*EXERCÍCIOS PROPOSTOS*.
**1.** De acordo com o texto sobre os sonhos do xamã, em que momento ocorre, em geral, a maioria dos sonhos lúcidos?
**2.** Prossiga o texto sobre os sonhos do xamã, começando logo após a última frase apresentada.

É a conhecida ‘jornada da alma’ para se conhecer.



Depois da dor fisica do caminho percorrido, o crente chegava ao templo já numa ‘nuvem’ de sacralidade e fazia os devidos rituais que o preparavam espiritualmente, que o induziam insconscientemente para uma mudança de estado de consciência ao fazer o contacto em sonhos com a Divindade.

Em Portugal, julga-se que isto ocorria no Santuário primitivo da Rocha da Mina, dedicado ao Deus da cura, Endovélico onde existe uma cavidade passível de ser uma eventual câmara incubatória.

Uma reminiscência moderna são as romarias portuguesas onde se come e dorme na floresta ou pinhal junto ao santuário.

O candidato a xamã só o é, depois de ter recebido ( ser ‘chamado’)  essa ordem dos Espiritos através dos sonhos. 

Os sonhos lúcidos são os únicos sonhos que contam para o xamã, onde o sonhador permanece totalmente consciente durante o acto de sonhar e pode agir dentro dele com uma liberdade ainda maior do que aquela a que está confinado na vida real. 

Livre e consciente no sonho o xamã viaja à velocidade da luz e com a liberdade dos ventos através dos mundos.

Costuma dividir-se os sonhos em 3 graus de importância :  os sonhos do crepúsculo, que são os sonhos kármicos e biográficos, restos da vida diária e profana ; os sonhos da meia noite, que são influenciados pelos espiritos e resultantes da interferencia de entidades não-humanas na esfera psiquica do sonhador e finalmente, os sonhos proféticos da alvorada, que ocorrem antes do acordar e que revelam o futuro imediato do sonhador.

Em geral considera-se que a maioria dos sonhos lúcidos ocorre no romper da alvorada.

Como preparativos para ter um bom sonho lúcido, o xamã usava várias técnicas, desde canções de poder, infusões de ervas sedativas, unguentos psicotrópicos, e simbolos materiais como as pedras do sonho.

Exemplo de uma canção de poder para repetir até adormecer aguardando por um sonho mensageiro :
No céu/ eu estou caminhando/ Um pássaro/ eu acompanho.     

As melhores pedras de sonho são as que os Espiritos proporcionam ao crente quando as apanha ao acaso, num passeio na natureza e nelas foca a sua intenção de ter um sonho lúcido revelador.


A Rectificação do sonho


Para um sonho ter valor concreto na vida do sonhador é fundamental que ele se materialize de alguma forma, que seja objectivado, sem isso, o sonho não completa por assim dizer, o seu ciclo natural.

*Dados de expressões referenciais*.
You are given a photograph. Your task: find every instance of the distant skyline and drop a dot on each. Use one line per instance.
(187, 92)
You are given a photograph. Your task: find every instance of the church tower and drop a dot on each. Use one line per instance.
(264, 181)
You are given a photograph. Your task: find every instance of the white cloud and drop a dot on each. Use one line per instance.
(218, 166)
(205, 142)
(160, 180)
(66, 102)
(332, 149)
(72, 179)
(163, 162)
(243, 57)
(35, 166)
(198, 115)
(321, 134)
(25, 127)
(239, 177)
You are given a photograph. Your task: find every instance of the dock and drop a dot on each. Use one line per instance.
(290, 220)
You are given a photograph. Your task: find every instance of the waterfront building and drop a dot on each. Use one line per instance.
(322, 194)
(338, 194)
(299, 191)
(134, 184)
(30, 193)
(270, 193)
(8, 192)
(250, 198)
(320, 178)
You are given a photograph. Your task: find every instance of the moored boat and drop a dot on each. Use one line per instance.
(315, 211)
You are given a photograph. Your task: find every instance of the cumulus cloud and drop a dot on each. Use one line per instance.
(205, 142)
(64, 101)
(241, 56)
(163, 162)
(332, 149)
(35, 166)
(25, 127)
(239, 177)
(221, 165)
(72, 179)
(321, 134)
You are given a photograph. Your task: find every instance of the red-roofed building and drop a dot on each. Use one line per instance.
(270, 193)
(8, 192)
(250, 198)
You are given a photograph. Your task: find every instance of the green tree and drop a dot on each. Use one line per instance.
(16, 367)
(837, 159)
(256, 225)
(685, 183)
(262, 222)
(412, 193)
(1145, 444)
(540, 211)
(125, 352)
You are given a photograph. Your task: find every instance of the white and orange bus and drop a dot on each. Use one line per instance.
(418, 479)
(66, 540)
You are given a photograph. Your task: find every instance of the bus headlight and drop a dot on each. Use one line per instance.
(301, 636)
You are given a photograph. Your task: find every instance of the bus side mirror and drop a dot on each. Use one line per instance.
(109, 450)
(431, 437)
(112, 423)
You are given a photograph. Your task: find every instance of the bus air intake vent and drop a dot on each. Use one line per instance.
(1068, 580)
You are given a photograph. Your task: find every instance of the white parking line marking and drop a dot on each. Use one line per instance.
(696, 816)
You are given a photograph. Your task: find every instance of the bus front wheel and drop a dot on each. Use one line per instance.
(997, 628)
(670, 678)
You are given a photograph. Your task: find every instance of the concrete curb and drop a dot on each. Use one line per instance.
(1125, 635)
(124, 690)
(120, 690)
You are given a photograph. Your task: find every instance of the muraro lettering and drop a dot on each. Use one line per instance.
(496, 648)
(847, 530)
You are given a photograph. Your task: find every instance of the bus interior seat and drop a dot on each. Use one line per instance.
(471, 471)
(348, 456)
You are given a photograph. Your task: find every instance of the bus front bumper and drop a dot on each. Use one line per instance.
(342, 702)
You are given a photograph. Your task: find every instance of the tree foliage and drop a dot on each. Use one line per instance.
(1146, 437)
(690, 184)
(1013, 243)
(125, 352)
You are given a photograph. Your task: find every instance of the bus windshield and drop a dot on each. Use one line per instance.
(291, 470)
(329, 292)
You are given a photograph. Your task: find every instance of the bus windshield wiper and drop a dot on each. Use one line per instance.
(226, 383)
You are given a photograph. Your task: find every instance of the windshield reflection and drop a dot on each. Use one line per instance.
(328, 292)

*LISTA DE RESPOSTAS*.
**1.** No romper da alvorada.

**2.**
O sonho é um processo de 2 vias, uma para dentro pelo mergulho psiquico inconsciente no reino do sonho, outra para fora, trazendo do ‘outro’ lado mensagens que se transformam em conhecimentos e compreensão de processos espirituais mas também em objectos rituais, talismãs, obras de arte, máscaras rituais ou em cura pessoal ou da comunidade.

Quem era curado numa incubação de sonhos tinha de agradecer aos Deuses oferecendo uma dádiva, uma estela, que simbolizava essa objectivação, essa materialização onírica.

Sem rectificação, uma incubação onírica de nada vale, pois sendo o seu objectivo, o de mudar a vida da pessoa ou de uma comunidade, se isso não acontece na prática, o seu valor perde-se num ritual fantasioso e de mero devaneio.

Nas rectificações encontram-se as canções mágicas, os talismãs de poder, os artefactos rituais que o xamã recebe por instruções em sonhos e ao voltar as concretiza para seu uso doravante.

A rectificação ancora e liga a experiência incubatória do sonho no campo material da nossa realidade empirica e permite que o poder flutue entre dois mundos diferentes e que fundamentalmente exista equilibrio entre estas 2 faces complementares da vida humana. 

Abdullah ben Zayd, o companheiro do profeta Maomé, recebeu em sonhos o ‘chamado para a oração’, o adhan, que é ouvido ainda hoje cinco vezes ao dia no mundo muçulmano.




O sonho e a morte

O caminho da alma em sonhos é igual ao caminho depois da morte, na verdade, quem morria, dormia e quem dormia, morria. 
Alguns povos dizem que quem tinha morrido estava a ‘dormir’.

Os primeiros momentos do sonho são a imagem dos momentos que ocorrem na morte fisica.

Conseguir ter sonhos lúcidos,  viver e ‘trabalhar’ conscientemente os sonhos é antecipar a morte, compreendê-la, encará-la de frente e sobretudo não ter medo dela, é saber o que se passa nessa hora dramática para o ser humano, saber, em vida, se preparar para esse momento a partir da própria experiência e trabalho com os próprios sonhos.